[Written task 1]: Write out everything in the Rafah article below from "Israel’s Prime Minister" down to "stronghold in Gaza.".
[Written task 2]: Translate this sentence from the Rafah article into Spanish: "Israel and Hamas sent teams to Egypt on Sunday for talks regarding a ceasefire in Gaza that included Qatari and Egyptian mediators, as well as America’s CIA Director William Burns."

Israeli Prime Minister Benjamin Netanyahu addresses the Conference of Presidents of Major American Jewish Organizations, amid the ongoing conflict between Israel and Hamas, in Jerusalem, Feb. 18, 2024. Photo: REUTERS/Ronen Zvulun

Israel’s Prime Minister Benjamin Netanyahu said on Monday that a date has been set for an Israeli military offensive in Rafah, the Hamas terror group’s last stronghold in Gaza.

“This victory [over Hamas] requires entry into Rafah and the elimination of the terrorist battalions there. It will happen — there is a date,” Netanyahu said in Jerusalem without revealing further details.

The United States has been pressuring Israel not to move forward with a full-scale military operation in the southern Gazan city, where more than a million Gazans are sheltering, expressing concern about the potential for high civilian casualties.

However, Netanyahu has reiterated that “we are determined to do this” regarding a Rafah offensive. Experts recently told The Algemeiner that Israel must operate in Rafah if it wishes to achieve its war objective of eliminating the threat posed by Hamas, which rules Gaza.

US and Israeli officials have been discussing potential options for targeting Hamas in Rafah, where Israel says the Palestinian terrorist group still has four battalions. According to reports, no action is planned until such discussion are concluded, and a potential operation is tied to the resolution of a hostage agreement.

Israel and Hamas sent teams to Egypt on Sunday for talks regarding a ceasefire in Gaza that included Qatari and Egyptian mediators, as well as America’s CIA Director William Burns.

“Today I received a detailed report on the talks in Cairo. We are constantly working to achieve our goals, first and foremost the release of all our hostages and achieving a complete victory over Hamas,” Netanyahu said.

Hamas kidnapped 253 hostages and murdered more than 1,200 people during its Oct. 7 invasion of Israel, launching the current war. Israel responded with a military offensive aimed at freeing all the hostages and incapacitating Hamas to the point that it can longer pose a threat to the Israeli people from Gaza, the Palestinian enclave that borders Israel.

Over the past few months, Hamas has rejected all ceasefire offers, while Israel agreed to a deal that would end fighting for six weeks and release 700 Palestinian terrorists from jail, in exchange for 40 hostages seized during Hamas’ Oct. 7 massacre across southern Israel.

[Material shown]:
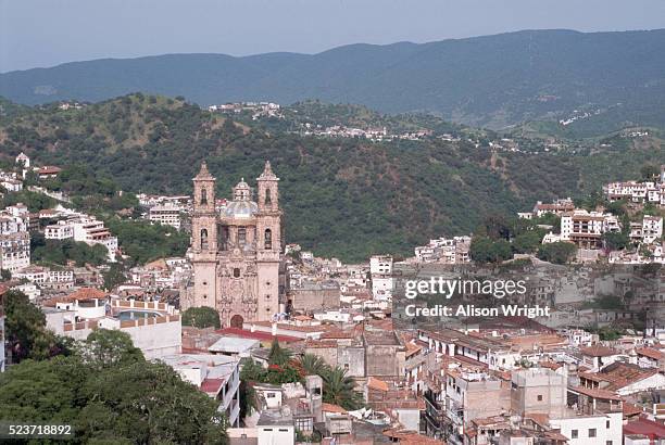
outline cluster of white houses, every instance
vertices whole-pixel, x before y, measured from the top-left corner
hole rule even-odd
[[[23,204],[0,211],[0,269],[15,272],[30,265],[29,214]]]
[[[47,240],[74,240],[88,245],[101,244],[109,252],[109,260],[114,262],[117,253],[117,238],[93,216],[78,213],[68,214],[65,219],[45,228]]]
[[[418,263],[463,264],[469,263],[470,237],[438,238],[427,245],[415,247]]]

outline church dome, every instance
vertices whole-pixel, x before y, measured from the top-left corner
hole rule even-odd
[[[250,218],[258,209],[256,203],[253,201],[231,201],[222,211],[222,216],[226,218]]]

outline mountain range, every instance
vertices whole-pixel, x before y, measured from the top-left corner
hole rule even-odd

[Full response 1]:
Israel’s Prime Minister Benjamin Netanyahu said on Monday that a date has been set for an Israeli military offensive in Rafah, the Hamas terror group’s last stronghold in Gaza.

[Full response 2]: Israel y Hamás enviaron equipos a Egipto el domingo para mantener conversaciones sobre un alto el fuego en Gaza en las que participaron mediadores cataríes y egipcios, así como el director de la CIA de Estados Unidos, William Burns.